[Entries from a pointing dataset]
+ + + + +

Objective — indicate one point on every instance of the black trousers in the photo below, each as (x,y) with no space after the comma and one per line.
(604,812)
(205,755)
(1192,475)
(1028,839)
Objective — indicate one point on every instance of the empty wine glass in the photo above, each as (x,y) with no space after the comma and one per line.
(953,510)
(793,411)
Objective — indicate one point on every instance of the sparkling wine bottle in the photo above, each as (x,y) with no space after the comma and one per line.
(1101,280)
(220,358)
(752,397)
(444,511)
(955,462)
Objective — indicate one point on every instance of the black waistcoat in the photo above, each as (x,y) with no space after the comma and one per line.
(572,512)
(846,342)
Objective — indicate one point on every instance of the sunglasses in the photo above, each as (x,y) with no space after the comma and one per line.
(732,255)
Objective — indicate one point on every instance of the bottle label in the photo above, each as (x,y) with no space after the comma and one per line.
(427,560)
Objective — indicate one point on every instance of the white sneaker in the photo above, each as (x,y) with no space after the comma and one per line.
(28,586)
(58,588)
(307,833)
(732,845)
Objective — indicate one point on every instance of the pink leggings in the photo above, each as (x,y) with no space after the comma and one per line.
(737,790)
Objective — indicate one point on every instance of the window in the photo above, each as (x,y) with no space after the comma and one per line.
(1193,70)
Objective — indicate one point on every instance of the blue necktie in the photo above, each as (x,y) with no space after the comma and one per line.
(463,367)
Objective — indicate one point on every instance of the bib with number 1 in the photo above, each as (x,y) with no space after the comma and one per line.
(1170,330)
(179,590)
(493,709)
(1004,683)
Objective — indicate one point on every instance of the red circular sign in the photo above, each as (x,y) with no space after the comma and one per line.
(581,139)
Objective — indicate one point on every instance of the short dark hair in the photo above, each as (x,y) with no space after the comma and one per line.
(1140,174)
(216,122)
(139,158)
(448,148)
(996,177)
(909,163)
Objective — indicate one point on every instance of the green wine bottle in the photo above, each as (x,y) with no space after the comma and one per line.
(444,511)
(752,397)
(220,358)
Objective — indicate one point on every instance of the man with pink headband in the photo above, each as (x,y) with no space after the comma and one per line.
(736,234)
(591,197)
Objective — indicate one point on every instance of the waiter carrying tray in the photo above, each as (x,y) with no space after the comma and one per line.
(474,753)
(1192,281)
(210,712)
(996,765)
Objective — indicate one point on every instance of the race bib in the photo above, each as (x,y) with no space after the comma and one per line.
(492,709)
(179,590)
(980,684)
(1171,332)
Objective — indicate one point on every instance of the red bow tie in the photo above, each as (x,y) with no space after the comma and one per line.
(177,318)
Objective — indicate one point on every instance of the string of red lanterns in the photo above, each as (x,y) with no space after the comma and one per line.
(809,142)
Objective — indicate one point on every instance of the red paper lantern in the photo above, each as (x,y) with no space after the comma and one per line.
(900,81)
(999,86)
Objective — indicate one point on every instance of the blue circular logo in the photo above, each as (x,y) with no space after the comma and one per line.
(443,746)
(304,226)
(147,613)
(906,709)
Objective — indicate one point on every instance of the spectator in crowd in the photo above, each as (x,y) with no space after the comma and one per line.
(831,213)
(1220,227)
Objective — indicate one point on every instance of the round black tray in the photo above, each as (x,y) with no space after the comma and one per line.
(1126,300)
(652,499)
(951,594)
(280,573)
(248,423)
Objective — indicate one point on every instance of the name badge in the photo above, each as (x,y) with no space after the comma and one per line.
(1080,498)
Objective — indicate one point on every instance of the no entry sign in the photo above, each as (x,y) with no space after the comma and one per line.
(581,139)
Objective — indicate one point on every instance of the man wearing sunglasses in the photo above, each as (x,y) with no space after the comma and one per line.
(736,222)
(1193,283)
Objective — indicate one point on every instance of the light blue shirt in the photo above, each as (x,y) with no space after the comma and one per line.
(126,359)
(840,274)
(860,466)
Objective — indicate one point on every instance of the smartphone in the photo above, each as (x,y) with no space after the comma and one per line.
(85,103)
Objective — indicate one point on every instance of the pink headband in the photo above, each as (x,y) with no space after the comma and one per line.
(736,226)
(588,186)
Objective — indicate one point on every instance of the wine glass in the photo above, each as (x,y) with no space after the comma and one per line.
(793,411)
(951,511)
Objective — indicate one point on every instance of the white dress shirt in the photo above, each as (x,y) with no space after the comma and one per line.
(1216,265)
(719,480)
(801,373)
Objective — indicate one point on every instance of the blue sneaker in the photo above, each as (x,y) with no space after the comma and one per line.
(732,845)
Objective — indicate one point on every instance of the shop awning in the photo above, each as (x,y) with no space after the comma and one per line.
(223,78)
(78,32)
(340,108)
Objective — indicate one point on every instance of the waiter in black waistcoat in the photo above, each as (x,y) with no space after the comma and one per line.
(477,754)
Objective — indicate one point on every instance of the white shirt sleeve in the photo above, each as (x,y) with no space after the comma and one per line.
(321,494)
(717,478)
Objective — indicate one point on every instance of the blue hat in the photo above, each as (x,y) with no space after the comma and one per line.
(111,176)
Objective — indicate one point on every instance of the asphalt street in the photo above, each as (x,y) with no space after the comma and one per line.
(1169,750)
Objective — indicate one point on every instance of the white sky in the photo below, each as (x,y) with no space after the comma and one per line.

+ + + + +

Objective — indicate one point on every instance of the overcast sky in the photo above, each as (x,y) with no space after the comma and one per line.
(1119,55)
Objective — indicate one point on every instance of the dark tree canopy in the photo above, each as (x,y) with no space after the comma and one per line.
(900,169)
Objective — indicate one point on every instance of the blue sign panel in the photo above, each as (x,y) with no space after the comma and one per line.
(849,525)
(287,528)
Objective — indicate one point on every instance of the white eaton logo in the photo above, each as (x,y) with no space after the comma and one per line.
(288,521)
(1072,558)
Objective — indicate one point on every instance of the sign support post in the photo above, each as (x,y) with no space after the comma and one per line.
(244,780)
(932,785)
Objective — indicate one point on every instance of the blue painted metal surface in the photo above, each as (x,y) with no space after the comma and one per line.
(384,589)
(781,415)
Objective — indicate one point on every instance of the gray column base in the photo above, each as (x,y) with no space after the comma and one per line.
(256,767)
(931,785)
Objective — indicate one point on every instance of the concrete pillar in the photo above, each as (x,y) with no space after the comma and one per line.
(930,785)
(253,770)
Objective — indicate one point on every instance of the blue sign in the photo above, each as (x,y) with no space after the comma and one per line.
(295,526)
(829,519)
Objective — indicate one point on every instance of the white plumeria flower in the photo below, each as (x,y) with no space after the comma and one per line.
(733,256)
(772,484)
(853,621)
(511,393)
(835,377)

+ + + + +

WHAT THE TASK ASKS:
Copy the records starting at the line that contains "the blue sneaker" and ending at the line that contains "the white sky", swapping "Objective" for "Goal" and keeping everything else unchanged.

OUTPUT OF THE EXERCISE:
Goal — indicate one point on every instance of the blue sneaker in the photo above, each as (x,y) with no space after the comma and one per line.
(732,845)
Goal — indicate one point on every instance of the shop awning in the photo above, each as (x,y) with no space after the comma and one per line.
(223,78)
(78,32)
(340,108)
Goal — indicate one point on every instance of the waiter in black waistcoat in the photo above, each as (x,y) with no space after the comma and one per line.
(477,754)
Goal — indicate one point on every instance of the white shirt sleeve in the photo above, each as (x,y) with no space after the comma and one per line.
(321,494)
(717,478)
Goal — indicate one point on every instance of the blue hat in the photo above, each as (x,y) with no space after the comma and one per line.
(111,176)
Goal — indicate one point on every instance of the asphalt street in the photo above, each as (x,y) with no space after the comma and one per line.
(1169,750)
Goal — indicate one point on every instance of the white sky in the photo below, each as (x,y) with no space after the comma and one per line.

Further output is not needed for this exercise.